• _TASK INSTRUCTIONS_
Copy out word for word the lines below, from the line containing "feather it should pick up." to the line containing "[877,367,952,443]", including both of those lines.

• _EXTRACTED INFORMATION_
--------------------

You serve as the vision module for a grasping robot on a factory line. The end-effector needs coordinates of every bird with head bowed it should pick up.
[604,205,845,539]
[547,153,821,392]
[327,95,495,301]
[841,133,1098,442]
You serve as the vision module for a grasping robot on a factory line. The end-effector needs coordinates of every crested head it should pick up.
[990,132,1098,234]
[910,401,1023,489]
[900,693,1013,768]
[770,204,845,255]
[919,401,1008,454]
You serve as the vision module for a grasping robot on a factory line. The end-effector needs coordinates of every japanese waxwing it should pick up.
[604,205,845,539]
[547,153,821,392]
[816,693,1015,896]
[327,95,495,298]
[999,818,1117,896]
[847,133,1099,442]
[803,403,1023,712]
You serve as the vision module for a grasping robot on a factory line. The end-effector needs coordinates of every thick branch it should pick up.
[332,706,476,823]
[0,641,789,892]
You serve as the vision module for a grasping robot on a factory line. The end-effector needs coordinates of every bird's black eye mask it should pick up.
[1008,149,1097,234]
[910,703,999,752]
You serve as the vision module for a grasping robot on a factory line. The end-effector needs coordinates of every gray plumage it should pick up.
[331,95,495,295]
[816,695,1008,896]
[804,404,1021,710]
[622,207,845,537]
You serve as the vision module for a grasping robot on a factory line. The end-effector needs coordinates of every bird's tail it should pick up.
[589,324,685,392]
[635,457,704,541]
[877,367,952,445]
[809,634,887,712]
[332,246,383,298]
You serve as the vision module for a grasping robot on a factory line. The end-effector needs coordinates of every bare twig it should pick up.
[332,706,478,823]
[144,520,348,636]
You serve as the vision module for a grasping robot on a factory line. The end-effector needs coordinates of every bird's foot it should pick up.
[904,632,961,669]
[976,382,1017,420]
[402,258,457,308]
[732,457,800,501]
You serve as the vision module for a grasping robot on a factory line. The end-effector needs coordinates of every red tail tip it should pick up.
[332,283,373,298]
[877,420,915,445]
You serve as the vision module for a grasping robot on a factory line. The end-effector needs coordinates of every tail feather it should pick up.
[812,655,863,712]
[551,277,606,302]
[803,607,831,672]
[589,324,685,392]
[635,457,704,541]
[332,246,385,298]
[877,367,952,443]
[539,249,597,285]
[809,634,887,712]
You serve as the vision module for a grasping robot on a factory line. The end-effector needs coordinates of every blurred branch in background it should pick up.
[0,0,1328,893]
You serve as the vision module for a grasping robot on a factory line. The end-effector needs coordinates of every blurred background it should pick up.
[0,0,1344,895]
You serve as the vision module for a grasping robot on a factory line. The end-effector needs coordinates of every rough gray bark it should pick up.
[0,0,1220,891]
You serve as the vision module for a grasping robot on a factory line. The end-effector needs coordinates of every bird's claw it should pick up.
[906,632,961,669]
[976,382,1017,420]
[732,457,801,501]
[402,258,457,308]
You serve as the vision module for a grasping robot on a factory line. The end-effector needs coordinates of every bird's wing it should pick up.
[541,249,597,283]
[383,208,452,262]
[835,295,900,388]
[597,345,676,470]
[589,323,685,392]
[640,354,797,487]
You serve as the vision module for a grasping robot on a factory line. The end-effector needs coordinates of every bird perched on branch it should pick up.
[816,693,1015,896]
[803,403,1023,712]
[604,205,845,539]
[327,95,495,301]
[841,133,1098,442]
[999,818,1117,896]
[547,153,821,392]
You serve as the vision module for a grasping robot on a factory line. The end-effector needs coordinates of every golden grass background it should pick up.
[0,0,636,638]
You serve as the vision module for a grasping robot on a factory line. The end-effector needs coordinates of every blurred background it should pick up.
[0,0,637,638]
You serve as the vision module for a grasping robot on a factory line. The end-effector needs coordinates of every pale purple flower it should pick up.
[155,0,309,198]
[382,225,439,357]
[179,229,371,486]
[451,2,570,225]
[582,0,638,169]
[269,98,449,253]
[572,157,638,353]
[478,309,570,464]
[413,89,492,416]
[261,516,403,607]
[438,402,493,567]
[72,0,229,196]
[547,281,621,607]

--------------------

• _TASK RESPONSE_
You serve as the vision module for a grasping robot on a factory line. The end-effector needs coordinates of every tail feather it should pick up.
[812,655,863,712]
[551,277,606,302]
[803,607,831,672]
[589,324,685,392]
[635,457,704,541]
[332,246,385,298]
[877,367,952,443]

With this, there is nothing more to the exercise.